Stored data entries:
★ ★ ★ ★ ★
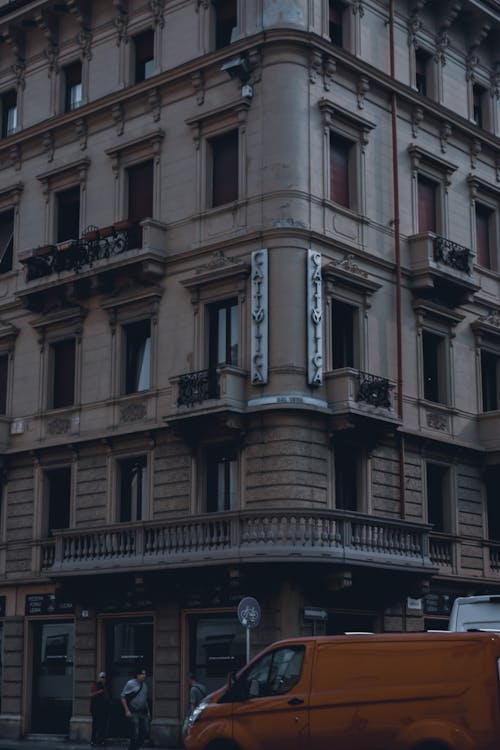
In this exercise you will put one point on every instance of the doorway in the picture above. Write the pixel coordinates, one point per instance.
(52, 689)
(128, 644)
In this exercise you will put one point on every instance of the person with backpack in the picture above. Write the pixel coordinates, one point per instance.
(134, 699)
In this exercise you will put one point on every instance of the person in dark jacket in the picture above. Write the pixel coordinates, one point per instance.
(99, 709)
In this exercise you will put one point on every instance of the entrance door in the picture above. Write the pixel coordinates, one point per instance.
(128, 644)
(52, 693)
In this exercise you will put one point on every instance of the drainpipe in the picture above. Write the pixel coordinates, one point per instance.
(397, 255)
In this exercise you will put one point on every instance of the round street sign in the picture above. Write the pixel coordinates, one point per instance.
(249, 612)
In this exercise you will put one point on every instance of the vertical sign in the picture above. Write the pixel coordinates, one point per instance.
(260, 315)
(314, 319)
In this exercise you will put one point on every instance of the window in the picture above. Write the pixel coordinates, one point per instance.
(9, 113)
(437, 477)
(225, 21)
(63, 355)
(137, 356)
(423, 72)
(4, 373)
(72, 86)
(484, 220)
(427, 203)
(340, 157)
(58, 499)
(6, 240)
(490, 380)
(346, 477)
(224, 150)
(68, 214)
(434, 370)
(336, 22)
(223, 319)
(133, 488)
(492, 482)
(343, 327)
(140, 198)
(144, 62)
(222, 479)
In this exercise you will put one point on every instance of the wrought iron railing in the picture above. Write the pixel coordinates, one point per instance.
(196, 387)
(374, 390)
(453, 255)
(75, 255)
(310, 535)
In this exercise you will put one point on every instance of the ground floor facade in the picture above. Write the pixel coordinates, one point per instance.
(56, 638)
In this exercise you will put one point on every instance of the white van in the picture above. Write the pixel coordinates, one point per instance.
(475, 613)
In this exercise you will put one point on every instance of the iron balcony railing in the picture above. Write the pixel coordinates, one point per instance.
(330, 536)
(451, 254)
(74, 255)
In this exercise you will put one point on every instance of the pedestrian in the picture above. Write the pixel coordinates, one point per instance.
(197, 691)
(99, 710)
(134, 699)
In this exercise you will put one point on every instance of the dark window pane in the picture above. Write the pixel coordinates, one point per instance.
(68, 214)
(138, 356)
(6, 241)
(64, 373)
(343, 334)
(4, 372)
(144, 55)
(339, 169)
(427, 191)
(225, 168)
(436, 476)
(58, 499)
(225, 21)
(132, 488)
(489, 380)
(483, 220)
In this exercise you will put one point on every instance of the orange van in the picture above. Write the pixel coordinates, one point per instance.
(420, 691)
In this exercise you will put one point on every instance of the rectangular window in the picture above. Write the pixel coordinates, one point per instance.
(490, 378)
(222, 479)
(223, 333)
(343, 317)
(133, 489)
(346, 478)
(224, 149)
(6, 241)
(9, 113)
(140, 198)
(340, 156)
(437, 488)
(492, 481)
(434, 367)
(63, 380)
(58, 495)
(72, 86)
(137, 356)
(336, 22)
(4, 374)
(68, 214)
(484, 216)
(144, 62)
(225, 21)
(427, 205)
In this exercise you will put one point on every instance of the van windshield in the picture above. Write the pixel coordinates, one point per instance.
(274, 673)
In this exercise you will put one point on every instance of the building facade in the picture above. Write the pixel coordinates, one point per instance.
(249, 334)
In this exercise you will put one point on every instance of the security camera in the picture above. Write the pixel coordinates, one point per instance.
(238, 67)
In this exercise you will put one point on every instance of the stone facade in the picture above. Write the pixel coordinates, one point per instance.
(249, 334)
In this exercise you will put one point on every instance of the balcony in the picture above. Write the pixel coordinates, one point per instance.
(72, 271)
(441, 269)
(247, 536)
(359, 398)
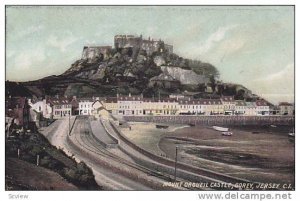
★ ★ ★ ★ ★
▸ **Exercise instructions**: Identify each line in the records above that contains the string "window" and copy those lines. Matching is case-sensitive.

▸ **Task result**:
In this exercise you will put one point on every instance of the window in the picture above. Write the pixel coordinates, one point per instance.
In this exercise you will put one point on every instance of the dark window pane in the picture above. Write the pixel coordinates, one point per instance.
In this exercise you will put one point on every instance of the rectangular window in the picture above. Write the pixel coordinates, one point per instance.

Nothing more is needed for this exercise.